Chinese homebuyers go on ‘revenge spending’ binge as cities emerge from coronavirus lockdowns

Chinese homebuyers go on ‘revenge spending’ binge as cities emerge from coronavirus lockdowns

Demand was only deferred by lockdowns and did not disappear: Centaline. Rebound is fragile, S&P Global Ratings says, maintains view contracted sales will drop 5 per cent to 10 per cent in 2020

A property buying fever has gripped mainland Chinese homebuyers, who are indulging in some “revenge spending” on property as coronavirus lockdowns are lifted in major cities across the country.

All 160 units at a newly launched luxury project in Shanghai, selling for 17 million yuan (US$2.4 million) to 78 million yuan, were snapped up on Monday. The lucky few who got to buy these homes were drawn from a pool of about 500 applicants, who had to queue up last week and deposit 6 million yuan for just a chance to buy the flats.

“The demand was only deferred [by the lockdowns] and did not disappear. With new homes flooding the market, and developers wooing homebuyers with measures such as online viewings [during the outbreak] and discounts, we expect another jump in the coming months,” said Lu Wenxi, analyst at Hong Kong-based Centaline Property Agency. He said he expected 600,000 square metres in new home sales in Shanghai this month, doubling the amount recorded in March and three-and-a-half times the number in February.

Items from a dataset:
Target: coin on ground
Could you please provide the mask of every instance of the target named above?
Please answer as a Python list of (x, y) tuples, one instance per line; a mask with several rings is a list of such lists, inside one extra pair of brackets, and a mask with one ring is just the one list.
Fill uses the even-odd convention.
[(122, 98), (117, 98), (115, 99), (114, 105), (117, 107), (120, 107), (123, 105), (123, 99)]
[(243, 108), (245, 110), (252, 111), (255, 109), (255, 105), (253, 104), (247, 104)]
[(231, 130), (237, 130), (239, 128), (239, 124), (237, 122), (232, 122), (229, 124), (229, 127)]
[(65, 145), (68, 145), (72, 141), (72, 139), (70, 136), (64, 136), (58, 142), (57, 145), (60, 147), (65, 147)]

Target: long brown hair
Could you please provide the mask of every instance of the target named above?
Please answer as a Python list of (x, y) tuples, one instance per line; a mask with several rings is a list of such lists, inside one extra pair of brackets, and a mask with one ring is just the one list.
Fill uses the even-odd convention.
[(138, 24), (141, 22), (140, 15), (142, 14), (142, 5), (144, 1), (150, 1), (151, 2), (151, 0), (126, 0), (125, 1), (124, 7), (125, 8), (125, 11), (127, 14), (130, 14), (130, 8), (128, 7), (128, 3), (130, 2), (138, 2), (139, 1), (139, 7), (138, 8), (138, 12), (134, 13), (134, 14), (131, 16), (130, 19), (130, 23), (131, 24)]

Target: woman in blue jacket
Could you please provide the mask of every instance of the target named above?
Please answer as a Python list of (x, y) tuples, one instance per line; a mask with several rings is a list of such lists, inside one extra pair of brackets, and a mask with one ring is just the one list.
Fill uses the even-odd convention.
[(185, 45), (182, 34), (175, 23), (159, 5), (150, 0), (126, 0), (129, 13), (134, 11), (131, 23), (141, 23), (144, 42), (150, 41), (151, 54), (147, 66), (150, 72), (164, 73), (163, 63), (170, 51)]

Task details: From the homebuyers article, give again the part that opens with the words containing "A property buying" and closes with "across the country.", switching "fever" to "frenzy".

Expected answer:
A property buying frenzy has gripped mainland Chinese homebuyers, who are indulging in some “revenge spending” on property as coronavirus lockdowns are lifted in major cities across the country.